| Extrait présenté |
Dans la pratique, les projets d’investissement sont rarement menés de cette manière : en entreprise, on prend souvent les décisions de façon incrémentale, en ajustent la stratégie d’investissement afin de tenir compte des informations nouvelles qui arrivent au fil du temps. Par exemple, si le projet rencontre un succès plus large qu’escompté initialement, il pourra être étendu à d’autres zones géographiques, ou à d’autres lignes de produits. Si inversement, les conditions économiques s’avèrent peu favorables, on pourra envisager un repli, voire un abandon du projet.
Cette « flexibilité managériale » face à l’aléa possède de la valeur, qui est capturée à travers la notion d’option réelle.
Plusieurs types d’options réelles ont été définis. Les plus répandues sont les suivantes :
- L’option d’expansion (ou de croissance)
- L’option d’attente (dite aussi de report ou d’apprentissage)
- L’option de développement séquentiel
- L’option d’abandon
- L’option d’échange
- L’option d’extension ou de réduction de la production
Dans leur livre "Les options réelles", Olivier Veyne et Jean-Michel Sahut proposent des méthodes de valorisation de ces options, par exemple :
L’option de croissance : L’option de croissance lie un projet actuel à des opportunités d’investissement futures. Elle apparaît quand un investissement initial dans un projet A (à T0) est requis pour se donner la possibilité de lancer plus tard (à T1) un projet B. Lors du lancement du projet A, on ne sait pas si le projet B sera ou non un succès mais on aura plus de visibilité à T1. C’est l’équivalent d’une option d’achat européenne (call) avec :
- pour actif sous-jacent : valeur actuel des cash-flows de B
- pour prix d’exercice : l’investissement supplémentaire pour réaliser B
- pour échéance : T1 – T0
L’option d’abandon : Certains projets devenus non rentables peuvent être interrompus à tout moment en générant une économie. Cette possibilité offerte de pouvoir se « rétracter » est assimilable à une option de vente (put) qui permet soit :
- de recevoir le montant issu de la revente des actifs du projet,
- soit, d’annuler les coûts liés à son maintien.
Il s’agit d’une option de vente américaine d’échéance éloignée sur une action distribuant des dividendes périodiques. La référence de base concernant ce type d’options est un article de Myers et Majd paru en 1984.
Comment tenir compte des options réelles ?
Une fois l’option identifiée, on cherche à calculer sa valeur. Ensuite, au lieu d’utiliser la VAN, on va utiliser la VANA (valeur actuelle nette augmentée) appelée parfois la VANE (valeur actuelle nette élargie) :
VANA = VAN + valeur de l’option
Cette formule est valable pour tout type d’options à l’exception des options de report, où l’on ne calcule pas de VANA.

| Données fournies |

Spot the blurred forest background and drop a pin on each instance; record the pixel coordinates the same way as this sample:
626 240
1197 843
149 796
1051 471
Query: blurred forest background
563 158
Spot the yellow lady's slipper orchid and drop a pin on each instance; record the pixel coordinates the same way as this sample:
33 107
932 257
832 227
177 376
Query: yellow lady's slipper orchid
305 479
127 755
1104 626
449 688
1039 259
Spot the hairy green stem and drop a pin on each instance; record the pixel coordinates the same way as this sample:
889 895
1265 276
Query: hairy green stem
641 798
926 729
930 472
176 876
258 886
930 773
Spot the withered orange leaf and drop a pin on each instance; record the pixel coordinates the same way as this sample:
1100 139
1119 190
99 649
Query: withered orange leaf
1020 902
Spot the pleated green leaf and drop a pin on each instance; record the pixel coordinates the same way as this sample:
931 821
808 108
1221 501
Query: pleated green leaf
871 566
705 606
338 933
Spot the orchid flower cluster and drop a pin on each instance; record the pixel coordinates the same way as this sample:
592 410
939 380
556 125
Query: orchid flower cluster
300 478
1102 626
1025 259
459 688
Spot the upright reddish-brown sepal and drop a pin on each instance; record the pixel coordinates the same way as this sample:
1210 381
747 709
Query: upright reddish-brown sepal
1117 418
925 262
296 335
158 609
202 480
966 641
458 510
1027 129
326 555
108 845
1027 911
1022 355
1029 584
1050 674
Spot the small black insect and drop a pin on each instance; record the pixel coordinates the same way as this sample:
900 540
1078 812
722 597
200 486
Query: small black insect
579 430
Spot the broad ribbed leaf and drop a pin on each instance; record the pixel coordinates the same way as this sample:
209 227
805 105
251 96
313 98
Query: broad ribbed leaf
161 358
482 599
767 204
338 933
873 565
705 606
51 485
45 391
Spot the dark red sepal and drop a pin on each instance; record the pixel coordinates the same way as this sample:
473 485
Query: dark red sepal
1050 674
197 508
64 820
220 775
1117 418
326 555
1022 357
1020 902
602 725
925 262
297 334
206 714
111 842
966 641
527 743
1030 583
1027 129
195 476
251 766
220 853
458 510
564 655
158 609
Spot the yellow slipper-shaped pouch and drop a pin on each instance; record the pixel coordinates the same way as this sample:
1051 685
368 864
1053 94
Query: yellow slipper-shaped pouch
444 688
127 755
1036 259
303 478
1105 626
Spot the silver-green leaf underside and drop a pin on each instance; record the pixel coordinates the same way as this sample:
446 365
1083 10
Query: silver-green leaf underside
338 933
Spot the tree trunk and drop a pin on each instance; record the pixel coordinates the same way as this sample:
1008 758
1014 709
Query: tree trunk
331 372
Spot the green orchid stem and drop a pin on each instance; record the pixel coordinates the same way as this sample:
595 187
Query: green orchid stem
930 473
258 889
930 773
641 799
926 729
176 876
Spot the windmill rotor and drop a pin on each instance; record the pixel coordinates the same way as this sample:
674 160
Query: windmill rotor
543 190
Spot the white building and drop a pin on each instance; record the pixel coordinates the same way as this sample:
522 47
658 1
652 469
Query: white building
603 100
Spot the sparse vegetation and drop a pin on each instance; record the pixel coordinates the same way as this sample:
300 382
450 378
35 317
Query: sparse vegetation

| Consigne |
Pour chacune des affirmations ci-dessous, dites si elle concorde avec l'extrait sur les options réelles. Répondez par oui ou non, puis citez mot pour mot les termes de l'extrait qui permettent de trancher.
1. L'option de croissance équivaut à une option d'achat européenne.
2. L'option d'abandon est assimilée à une option d'achat.
3. On calcule aussi une VANA pour les options de report.
La liste n'est pas utile ici.

| Corrigé |
1. Oui : « C’est l’équivalent d’une option d’achat européenne (call) »
2. Non : « est assimilable à une option de vente (put) »
3. Non : « à l’exception des options de report, où l’on ne calcule pas de VANA »